• [Data provided]:
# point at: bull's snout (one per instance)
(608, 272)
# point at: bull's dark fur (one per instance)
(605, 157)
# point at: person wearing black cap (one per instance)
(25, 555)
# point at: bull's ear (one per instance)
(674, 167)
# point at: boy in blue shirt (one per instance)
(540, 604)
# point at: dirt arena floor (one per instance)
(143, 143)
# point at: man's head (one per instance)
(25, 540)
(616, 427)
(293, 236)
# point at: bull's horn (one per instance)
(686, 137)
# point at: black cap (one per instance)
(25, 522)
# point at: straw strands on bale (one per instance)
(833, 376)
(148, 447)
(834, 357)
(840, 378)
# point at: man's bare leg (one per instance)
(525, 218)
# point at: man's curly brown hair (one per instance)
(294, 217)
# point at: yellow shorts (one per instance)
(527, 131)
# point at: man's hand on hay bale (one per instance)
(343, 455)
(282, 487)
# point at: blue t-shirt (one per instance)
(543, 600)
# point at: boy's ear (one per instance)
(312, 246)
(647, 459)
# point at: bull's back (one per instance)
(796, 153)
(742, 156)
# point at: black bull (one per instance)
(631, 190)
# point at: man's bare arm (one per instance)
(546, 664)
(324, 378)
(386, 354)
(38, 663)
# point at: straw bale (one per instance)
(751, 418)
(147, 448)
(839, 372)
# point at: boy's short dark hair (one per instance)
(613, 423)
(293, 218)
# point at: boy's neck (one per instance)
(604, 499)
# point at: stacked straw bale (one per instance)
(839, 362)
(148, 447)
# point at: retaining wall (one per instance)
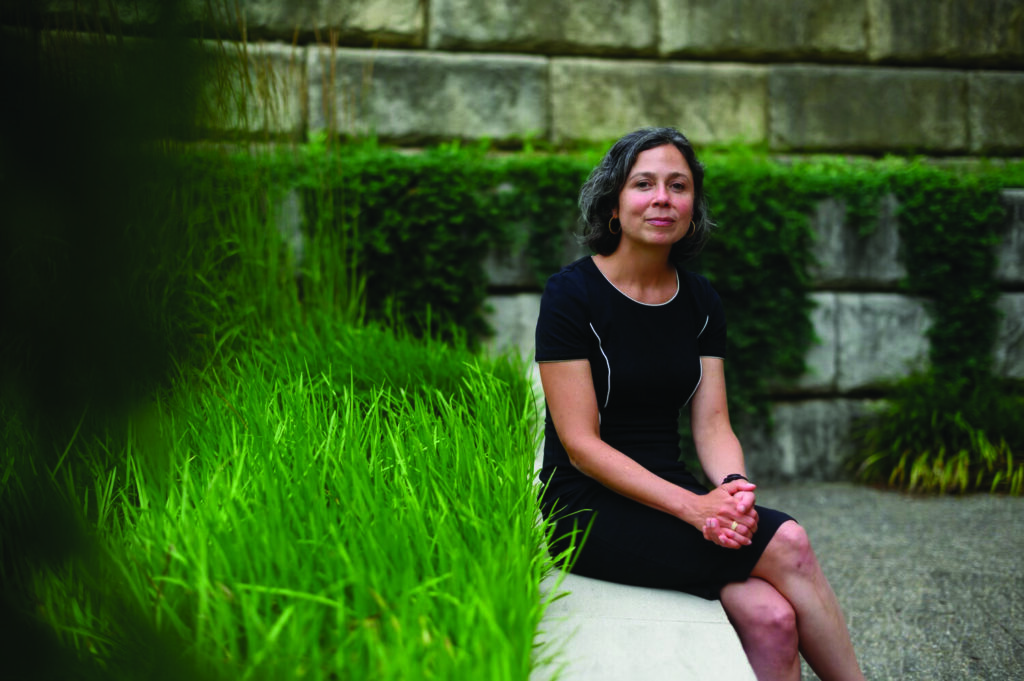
(867, 334)
(940, 78)
(943, 77)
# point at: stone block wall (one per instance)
(943, 77)
(866, 335)
(937, 77)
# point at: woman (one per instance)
(625, 340)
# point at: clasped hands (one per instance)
(730, 518)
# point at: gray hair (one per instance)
(599, 195)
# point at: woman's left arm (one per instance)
(718, 448)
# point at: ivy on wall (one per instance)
(419, 225)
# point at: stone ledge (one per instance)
(867, 109)
(602, 99)
(995, 102)
(738, 29)
(268, 95)
(549, 27)
(881, 338)
(602, 631)
(423, 96)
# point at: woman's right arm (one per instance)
(568, 389)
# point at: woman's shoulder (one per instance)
(572, 277)
(701, 290)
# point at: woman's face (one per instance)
(655, 205)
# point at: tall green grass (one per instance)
(305, 496)
(291, 522)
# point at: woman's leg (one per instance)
(790, 565)
(767, 627)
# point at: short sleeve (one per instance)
(711, 322)
(562, 324)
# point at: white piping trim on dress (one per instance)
(699, 378)
(607, 393)
(707, 320)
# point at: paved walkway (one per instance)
(933, 589)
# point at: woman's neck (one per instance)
(647, 277)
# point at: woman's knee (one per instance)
(791, 548)
(765, 615)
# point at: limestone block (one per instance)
(750, 29)
(988, 31)
(996, 102)
(867, 109)
(602, 631)
(255, 88)
(810, 440)
(845, 258)
(881, 338)
(822, 356)
(514, 320)
(1009, 351)
(1010, 267)
(550, 27)
(416, 96)
(600, 99)
(390, 22)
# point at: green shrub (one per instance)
(933, 436)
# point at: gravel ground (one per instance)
(932, 588)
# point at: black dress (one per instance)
(645, 360)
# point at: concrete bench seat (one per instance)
(602, 631)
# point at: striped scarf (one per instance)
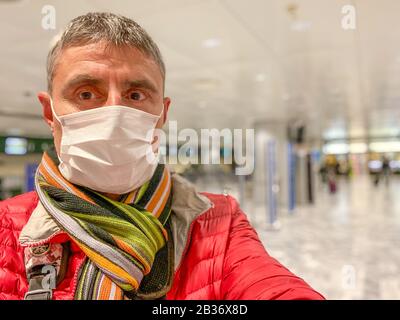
(120, 238)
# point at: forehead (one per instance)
(102, 60)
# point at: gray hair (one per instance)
(94, 27)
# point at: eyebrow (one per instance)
(79, 79)
(88, 79)
(145, 84)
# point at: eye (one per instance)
(86, 95)
(137, 96)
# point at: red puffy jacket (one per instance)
(220, 255)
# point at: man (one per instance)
(106, 220)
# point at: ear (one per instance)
(166, 102)
(44, 99)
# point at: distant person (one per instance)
(386, 169)
(111, 221)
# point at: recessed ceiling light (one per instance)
(202, 104)
(211, 43)
(261, 77)
(301, 26)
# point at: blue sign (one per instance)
(30, 171)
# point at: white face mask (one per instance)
(108, 149)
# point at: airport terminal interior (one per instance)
(313, 84)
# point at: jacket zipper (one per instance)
(41, 242)
(189, 237)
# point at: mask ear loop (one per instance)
(62, 128)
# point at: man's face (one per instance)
(95, 76)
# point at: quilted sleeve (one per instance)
(249, 273)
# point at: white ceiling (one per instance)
(307, 66)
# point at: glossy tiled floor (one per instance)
(346, 246)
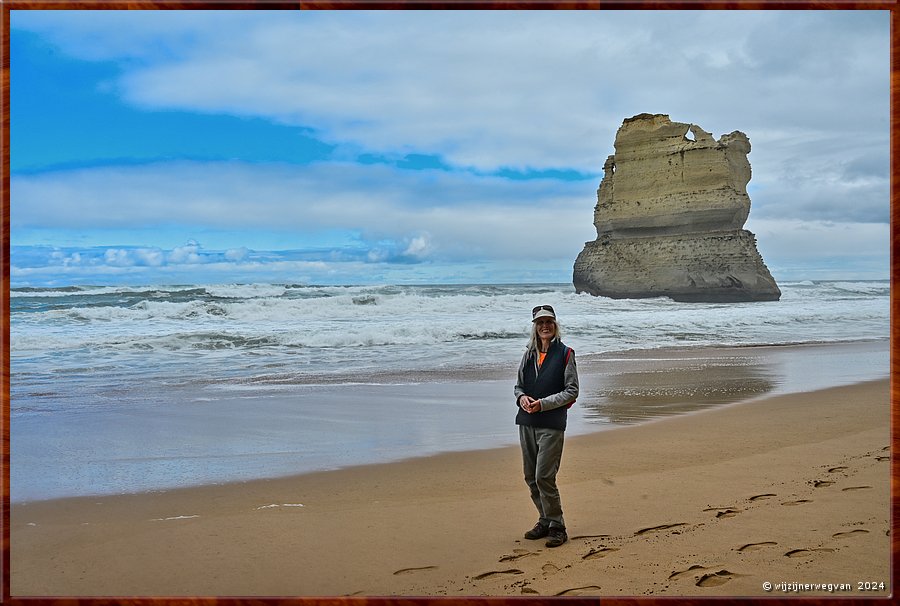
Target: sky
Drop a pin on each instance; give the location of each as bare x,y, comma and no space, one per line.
359,147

• [Task instructions]: Exactly the lines from the one with "# point at: jacket zipper (one per instance)" through the end of the records are to be repeated, both ends included, and pictures are to be omitted.

• [Your solution]:
# point at: jacket zipper (one per instance)
(41, 242)
(189, 237)
# point at: mask ear loop (one per instance)
(62, 128)
# point at: man's face (one per instance)
(95, 76)
# point at: quilted sleeve (one per instance)
(249, 273)
# point at: white ceiling (one per instance)
(307, 66)
# point at: glossy tiled floor (one per instance)
(346, 246)
Target: sky
Drop a pin on each instance; give the location of each as bare x,y, comma and no space, one per line.
359,147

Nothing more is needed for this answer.